### EXERCISE TEXT:
What Negative Interest Rates Really Mean To Your Wallet

What Negative Interest Rates Really Mean To Your Wallet

(AmericanProsperity.com) – For the first time in US history, interest rates on government debt have gone negative thanks to the impact of COVID-19. A week and a half ago, the Federal Reserve cut interest rates to zero. On March 25, one-month and three-month Treasury bill interest rates went below zero.

That begs an important question: what if negative interest rates in the future don’t just affect government debt?

What if it affects the money in your bank right now or your ability to spend in the future?

What “Negative Yield” Means

Currently, there are negative yields because there’s an extremely high demand for government debt held in the form of bonds. As the stock market has taken large hits, investors have moved their money into safer government bonds. The higher the demand for bonds, the lower the yield.

Buying a bond at a negative interest rate is a huge gamble. If held to maturity, it’s a guaranteed loss. However, if the bond is sold before maturity and while rates are rising, investors can make money.

In this case, the negative interest rates are not directly correlated to the Federal Reserve’s zero interest rate policy. However, it’s possible that, in the future, the United States could join European countries and introduce a negative interest rate that could affect everyone.

How Could Negative Interest Rates Directly Affect You?

Under normal circumstances, when you borrow money, you pay an interest rate. When you save money, you earn an interest rate.

When rates go negative, the exact opposite happens.

In that case, you’ll have to pay the bank to hold your money, but if you buy something on credit, you could make money.

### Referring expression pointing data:
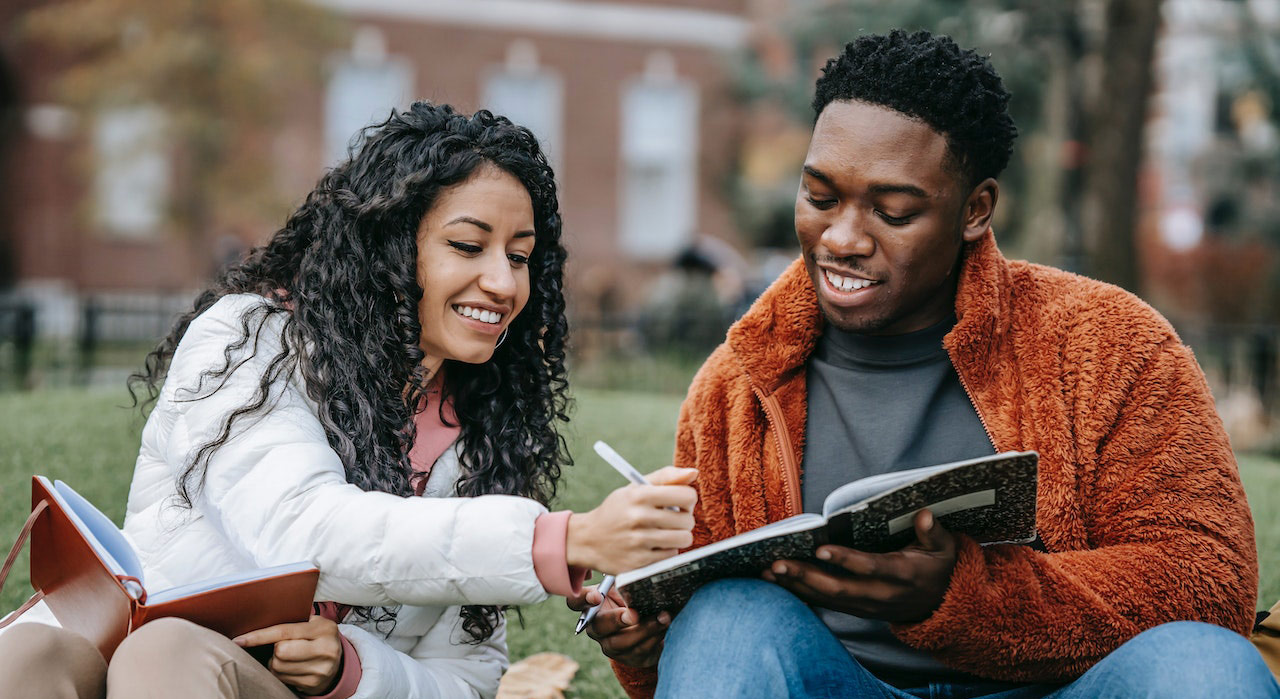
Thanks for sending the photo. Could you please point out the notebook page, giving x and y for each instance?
(106, 539)
(225, 581)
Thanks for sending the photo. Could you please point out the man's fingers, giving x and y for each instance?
(608, 622)
(632, 639)
(616, 597)
(671, 475)
(585, 599)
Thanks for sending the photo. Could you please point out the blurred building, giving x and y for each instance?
(630, 99)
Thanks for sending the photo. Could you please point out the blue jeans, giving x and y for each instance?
(750, 638)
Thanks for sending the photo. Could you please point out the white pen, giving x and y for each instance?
(627, 471)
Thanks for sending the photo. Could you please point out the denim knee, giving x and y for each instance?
(1189, 658)
(737, 607)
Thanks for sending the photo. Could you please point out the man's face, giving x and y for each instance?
(882, 218)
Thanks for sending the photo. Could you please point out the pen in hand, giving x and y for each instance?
(629, 471)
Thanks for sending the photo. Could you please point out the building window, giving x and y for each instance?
(530, 96)
(131, 184)
(365, 86)
(659, 158)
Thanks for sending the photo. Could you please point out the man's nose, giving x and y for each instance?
(848, 237)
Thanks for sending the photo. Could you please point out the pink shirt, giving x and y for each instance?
(551, 531)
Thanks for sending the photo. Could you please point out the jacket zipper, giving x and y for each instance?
(964, 384)
(786, 455)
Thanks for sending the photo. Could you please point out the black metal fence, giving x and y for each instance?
(657, 348)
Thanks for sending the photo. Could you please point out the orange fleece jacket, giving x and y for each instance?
(1141, 506)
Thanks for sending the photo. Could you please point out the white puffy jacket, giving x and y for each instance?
(275, 493)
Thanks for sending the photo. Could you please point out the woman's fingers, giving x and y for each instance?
(671, 475)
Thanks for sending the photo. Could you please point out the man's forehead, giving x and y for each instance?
(868, 138)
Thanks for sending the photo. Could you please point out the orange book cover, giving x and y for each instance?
(92, 580)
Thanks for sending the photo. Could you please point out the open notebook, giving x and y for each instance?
(990, 498)
(94, 583)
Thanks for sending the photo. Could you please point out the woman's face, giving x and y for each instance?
(472, 264)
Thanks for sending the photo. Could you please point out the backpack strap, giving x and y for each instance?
(13, 556)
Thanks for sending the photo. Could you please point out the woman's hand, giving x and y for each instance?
(307, 656)
(635, 525)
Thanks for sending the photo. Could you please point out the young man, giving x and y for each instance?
(904, 338)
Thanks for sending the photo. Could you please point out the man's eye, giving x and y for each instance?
(895, 220)
(465, 247)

### QUESTIONS:
1 > Answer these questions using the article on negative interest rates above the rows:
(a) On what date did one-month and three-month Treasury bill interest rates go below zero?
(b) Where have investors moved their money as the stock market has taken large hits?
(c) When rates go negative, what will you have to do for the bank to hold your money?
2 > Return everything in the article on negative interest rates from "In this case, the" down to "could make money.", copied word for word.

### ACTIVITY ANSWERS:
1 >
(a) March 25
(b) Into safer government bonds
(c) Pay the bank

2 >
In this case, the negative interest rates are not directly correlated to the Federal Reserve’s zero interest rate policy. However, it’s possible that, in the future, the United States could join European countries and introduce a negative interest rate that could affect everyone.

How Could Negative Interest Rates Directly Affect You?

Under normal circumstances, when you borrow money, you pay an interest rate. When you save money, you earn an interest rate.

When rates go negative, the exact opposite happens.

In that case, you’ll have to pay the bank to hold your money, but if you buy something on credit, you could make money.